**Tasks:**
[1] In the PyTorch patch, which pass does the commit bring back?
[2] Extend the PyTorch patch, picking up right after its final line.

**Passage provided:**
* Begin *

From 05b802d4e00651af0aec05766ed24e0d1cb1512f Mon Sep 17 00:00:00 2001
From: Meghan Lele <meghanl@fb.com>
Date: Wed, 28 Jul 2021 11:42:44 -0700
Subject: [PATCH] [pytorch] Bring back RemoveInplaceOps() (#62200)

Summary:
Pull Request resolved: https://github.com/pytorch/pytorch/pull/62200

This commit brings back the `RemoveInplaceOps` pass removed in D29523283 (https://github.com/pytorch/pytorch/commit/dec5aa2260cef540b622bd9a9504b6f11cb1f607) that apparently had a bunch of internal users.

Test Plan: danthe3rd

Reviewed By: danthe3rd

Differential Revision: D29833316

fbshipit-source-id: 6cf13d463ab0a5e50ba3eb3243f79a9c51623809
---
 torch/_C/__init__.pyi.in                     |  1 +
 torch/csrc/jit/passes/remove_inplace_ops.cpp | 97 ++++++++++++++++++--
 torch/csrc/jit/passes/remove_inplace_ops.h   |  2 +
 torch/csrc/jit/python/init.cpp               |  4 +
 4 files changed, 95 insertions(+), 9 deletions(-)

* End *

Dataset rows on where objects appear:
* Begin *

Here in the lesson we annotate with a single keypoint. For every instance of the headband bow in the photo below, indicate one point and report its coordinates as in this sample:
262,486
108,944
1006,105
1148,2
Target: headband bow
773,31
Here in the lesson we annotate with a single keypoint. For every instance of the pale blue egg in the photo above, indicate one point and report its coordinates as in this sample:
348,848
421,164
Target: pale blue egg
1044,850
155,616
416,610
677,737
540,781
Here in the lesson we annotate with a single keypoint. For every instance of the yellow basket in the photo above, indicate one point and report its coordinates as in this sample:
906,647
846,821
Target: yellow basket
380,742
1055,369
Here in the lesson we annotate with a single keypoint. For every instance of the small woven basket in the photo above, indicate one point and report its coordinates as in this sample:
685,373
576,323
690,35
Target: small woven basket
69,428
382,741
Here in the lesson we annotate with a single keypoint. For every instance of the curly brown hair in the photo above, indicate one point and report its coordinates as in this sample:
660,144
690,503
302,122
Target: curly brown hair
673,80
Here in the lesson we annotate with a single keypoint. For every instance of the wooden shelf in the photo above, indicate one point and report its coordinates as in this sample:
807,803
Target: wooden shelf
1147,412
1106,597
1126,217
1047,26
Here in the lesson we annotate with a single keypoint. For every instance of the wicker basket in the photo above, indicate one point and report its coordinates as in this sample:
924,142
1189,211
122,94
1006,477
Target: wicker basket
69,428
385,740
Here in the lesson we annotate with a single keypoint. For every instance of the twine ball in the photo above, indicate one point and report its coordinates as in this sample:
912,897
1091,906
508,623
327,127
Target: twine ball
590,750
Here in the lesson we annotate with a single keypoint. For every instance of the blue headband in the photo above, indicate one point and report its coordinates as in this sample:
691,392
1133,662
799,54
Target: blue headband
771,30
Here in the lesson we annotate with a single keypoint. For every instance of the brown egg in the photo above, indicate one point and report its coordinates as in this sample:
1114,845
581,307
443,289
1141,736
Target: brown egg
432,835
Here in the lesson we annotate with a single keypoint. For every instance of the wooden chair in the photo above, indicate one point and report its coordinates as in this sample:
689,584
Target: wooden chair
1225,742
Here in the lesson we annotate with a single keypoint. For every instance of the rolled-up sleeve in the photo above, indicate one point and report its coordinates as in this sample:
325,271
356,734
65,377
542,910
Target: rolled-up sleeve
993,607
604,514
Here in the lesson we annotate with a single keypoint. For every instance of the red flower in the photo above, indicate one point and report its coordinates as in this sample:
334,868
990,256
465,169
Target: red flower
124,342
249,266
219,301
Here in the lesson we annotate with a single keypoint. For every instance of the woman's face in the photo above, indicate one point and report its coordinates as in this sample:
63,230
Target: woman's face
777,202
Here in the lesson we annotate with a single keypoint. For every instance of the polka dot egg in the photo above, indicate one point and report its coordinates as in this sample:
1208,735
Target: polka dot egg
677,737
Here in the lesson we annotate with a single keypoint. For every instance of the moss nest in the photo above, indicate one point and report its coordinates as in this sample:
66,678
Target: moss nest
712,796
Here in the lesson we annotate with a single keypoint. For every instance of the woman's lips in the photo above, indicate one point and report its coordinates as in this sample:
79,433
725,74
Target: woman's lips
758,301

* End *

**Replies:**
[1] The `RemoveInplaceOps` pass.

[2]
diff --git a/torch/_C/__init__.pyi.in b/torch/_C/__init__.pyi.in
index baf37a8b5ca..8b6cf781228 100644
--- a/torch/_C/__init__.pyi.in
+++ b/torch/_C/__init__.pyi.in
@@ -295,6 +295,7 @@ def _jit_pass_onnx_set_dynamic_input_shape(graph: Graph, dynamic_axes: Dict[str,
 def _jit_pass_onnx_graph_shape_type_inference(graph: Graph, paramsDict: Dict[str, IValue], opset_version: _int) -> None: ...
 def _jit_pass_onnx_assign_output_shape(graph: Graph, tensors: List[Tensor], desc: IODescriptor, onnx_shape_inference: _bool = False) -> None: ...
 def _jit_pass_onnx_remove_inplace_ops_for_onnx(graph: Graph, module: Module) -> None: ...
+def _jit_pass_remove_inplace_ops(graph: Graph) -> None: ...
 def _jit_pass_canonicalize_graph_fuser_ops(graph: Graph) -> None: ...
 def _jit_pass_peephole(graph: Graph, addmm_fusion_enabled: _bool) -> None: ...
 def _jit_pass_fuse_addmm(graph: Graph) -> None: ...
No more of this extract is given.